#### Selected text

Dr Zahid further said that they may also have reached an agreement with the IMF on debt restructuring, which is why they got the nearly $3 billion bailout.
Executive Director of Policy Research Institute of Bangladesh, Ahsan H Mansur, opined that the crisis in Sri Lanka was different than ours and they had to make big adjustments as their exchange rate was sky-rocketing along with their inflation rate.
"In that situation, in that crisis mode, they used their interest rate. It was increased to more than 10% within a very short notice. To reduce inflation, they reduced it by around 4% but they are still following a tight monetary policy," he said.
"We could have taken steps like Sri Lanka but we did not. We probably would not have needed such drastic steps because our economy is not in shambles. We still do not have a crisis where as theirs is a post-crisis situation, the two have different backgrounds."
Where are we lacking?
Ahsan Mansur believes we have not even started our fight against inflation, so how will it be reduced? He said an unorthodox approach has led us to this situation.
He said, "Our economic narrative was that whatever is happening is supply side driven, it happened because of the Russia-Ukraine War and it will go away once the supply side improves and there is nothing we can do to change it."
That narrative is not fully right. We should have taken into consideration our demand side.
"When imports increased as part of our huge post-pandemic recovery, we should have understood that domestic demand played a role in it and it was not a supply thing. We did not pay any attention to it then, although now we have cut demand, as in we have cut imports, but we have not cut domestic demand."

########

[What needs to be done]: Transcribe the part of the inflation article from "Dr Zahid further" to "their inflation rate." word for word.

#### Extracted information

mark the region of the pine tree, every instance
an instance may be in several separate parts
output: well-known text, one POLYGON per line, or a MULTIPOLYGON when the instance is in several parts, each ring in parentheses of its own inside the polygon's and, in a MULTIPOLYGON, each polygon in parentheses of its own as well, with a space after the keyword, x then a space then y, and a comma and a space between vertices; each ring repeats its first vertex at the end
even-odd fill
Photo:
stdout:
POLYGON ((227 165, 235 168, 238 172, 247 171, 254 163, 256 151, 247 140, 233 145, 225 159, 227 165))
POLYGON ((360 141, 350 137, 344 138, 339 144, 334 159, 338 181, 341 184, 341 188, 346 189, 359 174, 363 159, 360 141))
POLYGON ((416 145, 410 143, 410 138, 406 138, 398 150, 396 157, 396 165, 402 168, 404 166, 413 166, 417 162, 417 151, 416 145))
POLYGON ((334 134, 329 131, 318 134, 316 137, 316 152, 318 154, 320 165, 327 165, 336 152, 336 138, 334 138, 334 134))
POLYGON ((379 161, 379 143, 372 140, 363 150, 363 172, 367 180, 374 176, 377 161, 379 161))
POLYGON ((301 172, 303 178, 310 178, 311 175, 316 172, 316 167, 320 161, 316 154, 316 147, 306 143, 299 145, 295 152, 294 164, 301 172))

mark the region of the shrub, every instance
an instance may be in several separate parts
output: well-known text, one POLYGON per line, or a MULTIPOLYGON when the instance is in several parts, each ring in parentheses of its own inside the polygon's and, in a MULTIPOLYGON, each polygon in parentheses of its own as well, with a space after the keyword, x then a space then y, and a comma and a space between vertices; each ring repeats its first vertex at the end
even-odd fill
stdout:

########
#### Extracted information

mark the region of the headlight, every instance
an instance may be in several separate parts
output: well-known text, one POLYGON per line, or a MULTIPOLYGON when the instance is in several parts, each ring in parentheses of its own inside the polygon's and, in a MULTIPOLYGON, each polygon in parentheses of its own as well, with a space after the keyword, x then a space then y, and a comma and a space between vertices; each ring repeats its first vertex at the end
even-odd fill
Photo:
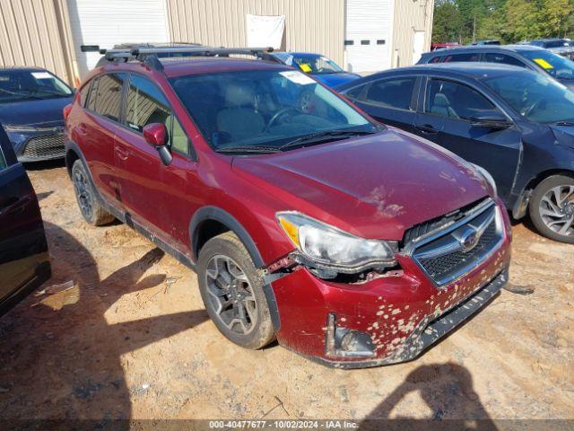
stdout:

########

[Solution for this problem]:
Dr Zahid further said that they may also have reached an agreement with the IMF on debt restructuring, which is why they got the nearly $3 billion bailout.
Executive Director of Policy Research Institute of Bangladesh, Ahsan H Mansur, opined that the crisis in Sri Lanka was different than ours and they had to make big adjustments as their exchange rate was sky-rocketing along with their inflation rate.